### Given task
Repeat every one of the rows below word for word, changing nothing.

+ + + +

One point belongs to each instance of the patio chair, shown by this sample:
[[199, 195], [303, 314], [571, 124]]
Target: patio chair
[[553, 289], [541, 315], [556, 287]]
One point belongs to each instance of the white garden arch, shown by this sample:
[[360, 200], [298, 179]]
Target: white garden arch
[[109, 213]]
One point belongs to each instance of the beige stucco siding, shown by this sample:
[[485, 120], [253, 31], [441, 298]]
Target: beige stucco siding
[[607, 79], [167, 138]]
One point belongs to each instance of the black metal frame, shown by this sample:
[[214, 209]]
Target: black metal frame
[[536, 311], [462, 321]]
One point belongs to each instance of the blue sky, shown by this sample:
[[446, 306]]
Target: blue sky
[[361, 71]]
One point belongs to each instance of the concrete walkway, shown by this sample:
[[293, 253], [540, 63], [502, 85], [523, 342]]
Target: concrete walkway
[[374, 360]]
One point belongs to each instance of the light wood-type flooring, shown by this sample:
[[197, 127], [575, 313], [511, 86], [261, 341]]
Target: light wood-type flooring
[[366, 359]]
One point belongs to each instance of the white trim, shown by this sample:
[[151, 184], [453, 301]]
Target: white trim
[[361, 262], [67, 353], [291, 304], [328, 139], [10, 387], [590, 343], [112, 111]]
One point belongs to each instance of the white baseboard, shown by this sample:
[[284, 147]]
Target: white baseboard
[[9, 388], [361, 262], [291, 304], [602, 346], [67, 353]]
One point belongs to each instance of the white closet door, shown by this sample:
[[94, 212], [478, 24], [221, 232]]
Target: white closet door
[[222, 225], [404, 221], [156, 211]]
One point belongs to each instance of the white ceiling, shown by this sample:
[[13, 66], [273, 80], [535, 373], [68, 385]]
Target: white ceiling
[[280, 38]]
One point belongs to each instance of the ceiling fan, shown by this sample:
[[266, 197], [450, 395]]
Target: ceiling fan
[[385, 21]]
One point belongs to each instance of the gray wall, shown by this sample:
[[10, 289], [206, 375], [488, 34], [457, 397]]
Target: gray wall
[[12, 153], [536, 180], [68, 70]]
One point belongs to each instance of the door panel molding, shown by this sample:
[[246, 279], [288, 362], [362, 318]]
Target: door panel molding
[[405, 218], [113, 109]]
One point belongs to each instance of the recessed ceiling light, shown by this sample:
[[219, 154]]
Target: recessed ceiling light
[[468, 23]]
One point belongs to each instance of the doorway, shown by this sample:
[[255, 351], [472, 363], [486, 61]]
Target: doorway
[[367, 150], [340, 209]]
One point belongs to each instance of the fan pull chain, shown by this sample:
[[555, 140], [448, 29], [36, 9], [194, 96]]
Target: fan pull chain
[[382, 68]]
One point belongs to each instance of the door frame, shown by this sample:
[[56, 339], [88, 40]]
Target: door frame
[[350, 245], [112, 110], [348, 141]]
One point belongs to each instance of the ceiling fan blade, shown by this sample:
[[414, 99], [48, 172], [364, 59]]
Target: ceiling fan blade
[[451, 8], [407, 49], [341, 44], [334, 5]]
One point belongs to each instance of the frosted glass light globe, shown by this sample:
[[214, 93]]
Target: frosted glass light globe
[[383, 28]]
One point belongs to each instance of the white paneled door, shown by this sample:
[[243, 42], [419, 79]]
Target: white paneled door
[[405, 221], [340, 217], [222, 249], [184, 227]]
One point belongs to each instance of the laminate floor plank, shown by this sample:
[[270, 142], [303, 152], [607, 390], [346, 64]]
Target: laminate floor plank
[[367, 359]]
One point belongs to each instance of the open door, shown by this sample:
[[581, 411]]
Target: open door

+ + + +

### Answer for this exercise
One point belongs to each instance of the patio chair, shown by this sample:
[[199, 195], [303, 314], [571, 124]]
Target: patio chair
[[553, 289], [541, 315], [556, 287]]
One point belongs to each instance of the white garden arch, shown by this sample:
[[360, 200], [298, 179]]
Target: white garden arch
[[109, 213]]
One point belongs to each instance of the beige stucco siding, shown by this sample:
[[485, 120], [253, 31], [441, 298]]
Target: beige stucco siding
[[607, 79], [167, 138]]
One point belongs to each instance of the black metal frame, shown by this sample:
[[214, 209]]
Target: black metal frame
[[536, 311], [462, 321]]
One point belongs to each instance of the blue sky, shown by this sample:
[[446, 306]]
Target: blue sky
[[361, 71]]
One point belongs to each instance of the concrete walkway, shown by this sample:
[[293, 253], [540, 63], [502, 85], [523, 342]]
Target: concrete walkway
[[374, 360]]
One point belongs to each instance of the light wood-type flooring, shown by this sample:
[[197, 127], [575, 313], [511, 86], [261, 341]]
Target: light wood-type flooring
[[366, 359]]
One point belongs to each instance of the white trim, shown by this sample:
[[151, 184], [453, 301]]
Target: white trim
[[361, 262], [67, 353], [291, 304], [328, 139], [10, 387], [590, 343], [112, 111]]
One point belongs to each instance of the white baseboard, shown by this sample:
[[284, 147]]
Target: white baseboard
[[9, 388], [361, 262], [291, 304], [602, 346], [67, 353]]
One point belongs to each instance of the white closet door, shown by this sample:
[[94, 212], [478, 24], [221, 232]]
Target: white closet door
[[222, 225], [404, 221], [156, 211]]
One point belongs to each instance of the white ceiling, shown by this sample:
[[13, 66], [273, 80], [535, 373], [68, 385]]
Target: white ceiling
[[280, 38]]
One point belongs to each instance of the ceiling fan, shown by this sample:
[[266, 197], [450, 395]]
Target: ceiling fan
[[385, 21]]
One point belongs to each instance of the gray wall, shown by this sample:
[[10, 289], [206, 375], [488, 34], [457, 397]]
Target: gray wall
[[12, 153], [536, 180], [68, 70]]
One point belongs to each instance of the door panel molding, shown by this sample:
[[246, 279], [288, 362], [362, 318]]
Target: door panel molding
[[405, 218], [113, 109]]
One point belongs to each instance of the recessed ceiling light, shown by this sample:
[[219, 154]]
Target: recessed ceiling light
[[468, 23]]
One point belongs to each instance of the doorway, shown by this sample:
[[255, 351], [472, 363], [486, 61]]
Target: doorway
[[367, 150], [340, 209]]
One point belongs to each instance of the fan pull chain, shown by this sample:
[[555, 140], [448, 29], [36, 9], [194, 96]]
Target: fan pull chain
[[382, 68]]
One point belongs to each instance of the door frame, shown by this sample:
[[56, 339], [88, 40]]
Target: door frame
[[350, 245], [112, 110], [348, 141]]
One point belongs to each instance of the ceiling fan blade, shown by this sample:
[[414, 99], [48, 172], [364, 59]]
Target: ceiling fan blade
[[451, 8], [407, 49], [341, 44], [334, 5]]
One point belongs to each instance of the frosted glass light globe, shown by this sample:
[[214, 93]]
Target: frosted glass light globe
[[383, 28]]
One point belongs to each instance of the white paneled door, shown by this sample:
[[243, 42], [419, 79]]
Target: white paneled door
[[405, 221], [340, 217], [222, 249], [184, 227]]
One point belongs to each instance of the laminate floor plank, shown by this sample:
[[270, 142], [303, 152], [607, 390], [346, 64]]
Target: laminate floor plank
[[367, 359]]
One point belongs to each instance of the open door, shown by this sample:
[[581, 411]]
Target: open door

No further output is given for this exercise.